PROBLEM: Produce word for word the lines of the data below running from the one that has "box: [128, 103, 136, 110]" to the one that has "box: [61, 103, 63, 113]", inclusive, and no others.

SUPPLIED ENTRIES:
--- START ---

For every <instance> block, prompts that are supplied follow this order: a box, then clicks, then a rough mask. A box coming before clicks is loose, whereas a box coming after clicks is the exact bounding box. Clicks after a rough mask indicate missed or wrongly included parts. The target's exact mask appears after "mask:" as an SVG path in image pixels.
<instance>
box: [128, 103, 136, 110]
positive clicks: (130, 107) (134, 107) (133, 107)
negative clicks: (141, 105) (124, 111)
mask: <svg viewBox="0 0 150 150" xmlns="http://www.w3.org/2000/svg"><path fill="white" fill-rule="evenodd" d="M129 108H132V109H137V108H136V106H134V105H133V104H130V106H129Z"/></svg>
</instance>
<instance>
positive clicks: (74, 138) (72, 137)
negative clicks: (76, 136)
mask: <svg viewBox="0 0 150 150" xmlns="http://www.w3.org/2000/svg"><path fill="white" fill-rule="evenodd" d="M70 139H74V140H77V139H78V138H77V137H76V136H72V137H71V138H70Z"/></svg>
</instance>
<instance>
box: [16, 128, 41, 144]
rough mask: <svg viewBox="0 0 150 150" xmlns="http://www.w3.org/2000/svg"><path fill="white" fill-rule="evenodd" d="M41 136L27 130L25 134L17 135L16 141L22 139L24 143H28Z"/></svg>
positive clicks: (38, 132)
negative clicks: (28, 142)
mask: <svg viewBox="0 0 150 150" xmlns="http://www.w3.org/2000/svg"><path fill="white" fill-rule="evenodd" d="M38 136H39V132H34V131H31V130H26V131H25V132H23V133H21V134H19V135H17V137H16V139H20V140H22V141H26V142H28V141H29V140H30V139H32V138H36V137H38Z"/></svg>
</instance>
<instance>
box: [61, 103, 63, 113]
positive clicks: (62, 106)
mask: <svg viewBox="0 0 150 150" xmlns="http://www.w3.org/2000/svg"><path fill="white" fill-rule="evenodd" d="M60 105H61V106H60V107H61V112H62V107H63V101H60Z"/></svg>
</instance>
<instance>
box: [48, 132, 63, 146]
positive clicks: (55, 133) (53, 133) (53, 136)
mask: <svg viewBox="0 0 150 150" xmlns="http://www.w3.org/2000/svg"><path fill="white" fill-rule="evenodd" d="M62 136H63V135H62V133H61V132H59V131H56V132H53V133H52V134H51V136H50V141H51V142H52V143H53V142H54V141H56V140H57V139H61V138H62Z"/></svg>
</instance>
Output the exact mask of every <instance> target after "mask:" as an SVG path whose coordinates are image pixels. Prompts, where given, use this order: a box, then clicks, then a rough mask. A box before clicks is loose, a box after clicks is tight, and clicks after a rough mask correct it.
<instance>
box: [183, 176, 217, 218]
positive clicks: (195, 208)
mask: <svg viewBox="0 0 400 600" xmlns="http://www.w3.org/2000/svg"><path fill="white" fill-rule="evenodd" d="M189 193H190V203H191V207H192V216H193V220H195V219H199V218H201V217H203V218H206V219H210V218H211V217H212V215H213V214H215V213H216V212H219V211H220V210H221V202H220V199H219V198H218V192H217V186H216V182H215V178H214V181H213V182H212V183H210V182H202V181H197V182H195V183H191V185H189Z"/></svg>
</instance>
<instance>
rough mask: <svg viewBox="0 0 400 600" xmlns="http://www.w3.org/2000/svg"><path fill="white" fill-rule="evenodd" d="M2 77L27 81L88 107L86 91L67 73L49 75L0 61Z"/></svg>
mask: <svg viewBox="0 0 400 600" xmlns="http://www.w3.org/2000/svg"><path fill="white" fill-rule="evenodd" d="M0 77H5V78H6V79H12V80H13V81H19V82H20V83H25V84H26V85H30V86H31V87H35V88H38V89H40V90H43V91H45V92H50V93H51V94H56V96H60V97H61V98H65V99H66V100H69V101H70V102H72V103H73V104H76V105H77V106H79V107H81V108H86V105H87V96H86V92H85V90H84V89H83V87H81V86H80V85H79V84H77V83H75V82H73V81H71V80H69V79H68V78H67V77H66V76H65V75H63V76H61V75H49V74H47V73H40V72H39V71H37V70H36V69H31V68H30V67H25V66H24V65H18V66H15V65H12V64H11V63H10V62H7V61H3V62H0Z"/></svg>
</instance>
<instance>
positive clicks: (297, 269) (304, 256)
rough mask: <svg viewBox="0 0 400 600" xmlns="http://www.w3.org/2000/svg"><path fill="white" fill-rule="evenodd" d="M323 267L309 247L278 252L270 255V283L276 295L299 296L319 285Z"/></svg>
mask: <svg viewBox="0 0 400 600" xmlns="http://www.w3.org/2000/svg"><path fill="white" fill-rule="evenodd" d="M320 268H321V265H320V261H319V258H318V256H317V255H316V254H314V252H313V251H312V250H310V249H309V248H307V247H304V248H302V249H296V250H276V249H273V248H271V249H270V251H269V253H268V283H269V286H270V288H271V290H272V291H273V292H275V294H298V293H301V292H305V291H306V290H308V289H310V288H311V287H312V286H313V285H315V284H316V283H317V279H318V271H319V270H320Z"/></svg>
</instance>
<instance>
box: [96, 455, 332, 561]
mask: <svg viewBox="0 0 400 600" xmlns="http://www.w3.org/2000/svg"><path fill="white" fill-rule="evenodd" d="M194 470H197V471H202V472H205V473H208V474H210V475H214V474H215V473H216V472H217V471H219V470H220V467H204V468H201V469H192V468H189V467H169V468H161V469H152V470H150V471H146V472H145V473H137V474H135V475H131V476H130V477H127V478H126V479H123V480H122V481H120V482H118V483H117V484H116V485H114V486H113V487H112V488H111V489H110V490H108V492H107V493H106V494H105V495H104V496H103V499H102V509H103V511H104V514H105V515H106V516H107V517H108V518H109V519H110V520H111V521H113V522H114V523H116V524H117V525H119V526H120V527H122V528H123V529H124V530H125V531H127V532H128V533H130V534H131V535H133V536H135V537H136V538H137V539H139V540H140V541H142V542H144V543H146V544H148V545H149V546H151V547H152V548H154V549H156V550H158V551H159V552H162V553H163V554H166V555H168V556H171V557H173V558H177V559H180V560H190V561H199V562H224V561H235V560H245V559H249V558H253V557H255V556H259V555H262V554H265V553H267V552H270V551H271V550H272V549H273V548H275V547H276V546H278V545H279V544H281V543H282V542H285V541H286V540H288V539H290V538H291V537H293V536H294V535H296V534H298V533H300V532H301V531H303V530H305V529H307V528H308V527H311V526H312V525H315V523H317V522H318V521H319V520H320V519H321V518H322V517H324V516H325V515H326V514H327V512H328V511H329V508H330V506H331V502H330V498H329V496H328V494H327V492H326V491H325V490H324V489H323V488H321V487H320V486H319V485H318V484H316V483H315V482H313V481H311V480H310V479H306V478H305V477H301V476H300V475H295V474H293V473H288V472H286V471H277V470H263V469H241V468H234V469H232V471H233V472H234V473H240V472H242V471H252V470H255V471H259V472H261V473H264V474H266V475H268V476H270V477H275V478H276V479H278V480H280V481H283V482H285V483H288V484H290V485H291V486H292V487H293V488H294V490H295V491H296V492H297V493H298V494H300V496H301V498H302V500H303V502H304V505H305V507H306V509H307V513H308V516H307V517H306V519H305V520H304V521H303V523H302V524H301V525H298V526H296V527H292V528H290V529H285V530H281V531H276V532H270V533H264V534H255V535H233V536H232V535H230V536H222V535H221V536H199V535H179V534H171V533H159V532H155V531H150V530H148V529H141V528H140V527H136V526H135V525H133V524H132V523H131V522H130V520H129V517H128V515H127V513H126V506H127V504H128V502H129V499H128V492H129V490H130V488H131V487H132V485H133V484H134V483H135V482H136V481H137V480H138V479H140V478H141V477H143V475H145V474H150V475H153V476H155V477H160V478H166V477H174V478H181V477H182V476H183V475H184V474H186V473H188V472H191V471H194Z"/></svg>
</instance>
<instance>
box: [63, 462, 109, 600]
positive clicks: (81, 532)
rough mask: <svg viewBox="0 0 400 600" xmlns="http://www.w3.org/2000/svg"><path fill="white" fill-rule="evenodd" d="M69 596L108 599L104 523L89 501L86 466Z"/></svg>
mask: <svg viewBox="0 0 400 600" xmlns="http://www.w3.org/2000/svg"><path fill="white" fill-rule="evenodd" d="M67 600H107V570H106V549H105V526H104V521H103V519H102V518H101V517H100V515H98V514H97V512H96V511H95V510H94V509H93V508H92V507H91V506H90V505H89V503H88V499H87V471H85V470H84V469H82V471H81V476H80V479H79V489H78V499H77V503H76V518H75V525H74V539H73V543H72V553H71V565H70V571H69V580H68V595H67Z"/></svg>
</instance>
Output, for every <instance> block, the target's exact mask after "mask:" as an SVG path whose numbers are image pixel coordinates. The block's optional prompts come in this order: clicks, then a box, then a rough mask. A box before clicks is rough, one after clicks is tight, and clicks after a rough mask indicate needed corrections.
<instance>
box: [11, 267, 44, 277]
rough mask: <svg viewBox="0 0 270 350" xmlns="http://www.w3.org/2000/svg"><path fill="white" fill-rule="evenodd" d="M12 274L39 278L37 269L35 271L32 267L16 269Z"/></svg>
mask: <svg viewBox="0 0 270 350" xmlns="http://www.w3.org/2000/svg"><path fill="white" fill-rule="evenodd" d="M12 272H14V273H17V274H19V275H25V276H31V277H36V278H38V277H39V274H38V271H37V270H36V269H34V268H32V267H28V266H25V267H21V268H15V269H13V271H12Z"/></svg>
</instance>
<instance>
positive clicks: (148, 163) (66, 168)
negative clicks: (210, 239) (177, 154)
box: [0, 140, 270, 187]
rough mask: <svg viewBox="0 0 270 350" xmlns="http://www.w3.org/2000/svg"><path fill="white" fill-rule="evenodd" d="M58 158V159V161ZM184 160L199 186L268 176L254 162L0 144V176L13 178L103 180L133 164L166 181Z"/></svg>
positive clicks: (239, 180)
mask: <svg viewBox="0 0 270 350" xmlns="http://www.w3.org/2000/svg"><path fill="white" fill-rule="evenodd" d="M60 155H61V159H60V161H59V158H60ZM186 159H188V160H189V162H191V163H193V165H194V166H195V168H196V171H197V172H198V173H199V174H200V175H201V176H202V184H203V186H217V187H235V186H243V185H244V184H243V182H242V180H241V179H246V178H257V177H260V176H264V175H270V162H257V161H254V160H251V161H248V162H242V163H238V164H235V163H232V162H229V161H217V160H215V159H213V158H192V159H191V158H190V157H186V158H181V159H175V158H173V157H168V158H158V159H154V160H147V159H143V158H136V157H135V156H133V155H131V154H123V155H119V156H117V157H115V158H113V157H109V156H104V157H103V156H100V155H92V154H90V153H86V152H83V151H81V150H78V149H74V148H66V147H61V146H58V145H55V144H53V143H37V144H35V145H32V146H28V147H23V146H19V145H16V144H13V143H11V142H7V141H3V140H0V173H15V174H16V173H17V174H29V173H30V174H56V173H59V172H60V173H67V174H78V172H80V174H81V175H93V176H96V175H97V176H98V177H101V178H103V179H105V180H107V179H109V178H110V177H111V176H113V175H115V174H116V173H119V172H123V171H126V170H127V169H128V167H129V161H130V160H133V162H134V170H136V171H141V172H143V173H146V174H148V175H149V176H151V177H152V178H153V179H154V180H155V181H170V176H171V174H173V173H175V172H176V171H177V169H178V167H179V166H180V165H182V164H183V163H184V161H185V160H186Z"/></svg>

--- END ---

OUTPUT OF THE EXERCISE:
box: [128, 103, 136, 110]
positive clicks: (130, 107) (134, 107) (133, 107)
negative clicks: (141, 105) (124, 111)
mask: <svg viewBox="0 0 150 150" xmlns="http://www.w3.org/2000/svg"><path fill="white" fill-rule="evenodd" d="M129 108H132V109H137V108H136V106H134V105H133V104H130V106H129Z"/></svg>
</instance>
<instance>
positive clicks: (74, 138) (72, 137)
negative clicks: (76, 136)
mask: <svg viewBox="0 0 150 150" xmlns="http://www.w3.org/2000/svg"><path fill="white" fill-rule="evenodd" d="M70 139H74V140H77V139H78V138H77V137H76V136H72V137H71V138H70Z"/></svg>
</instance>
<instance>
box: [16, 128, 41, 144]
rough mask: <svg viewBox="0 0 150 150" xmlns="http://www.w3.org/2000/svg"><path fill="white" fill-rule="evenodd" d="M41 136L27 130L25 134L17 135L16 141L22 139L24 143H28Z"/></svg>
positive clicks: (38, 132)
negative clicks: (28, 142)
mask: <svg viewBox="0 0 150 150" xmlns="http://www.w3.org/2000/svg"><path fill="white" fill-rule="evenodd" d="M38 136H39V132H34V131H31V130H26V131H25V132H23V133H21V134H19V135H17V137H16V139H20V140H22V141H26V142H28V141H29V140H30V139H32V138H36V137H38Z"/></svg>
</instance>
<instance>
box: [61, 103, 63, 113]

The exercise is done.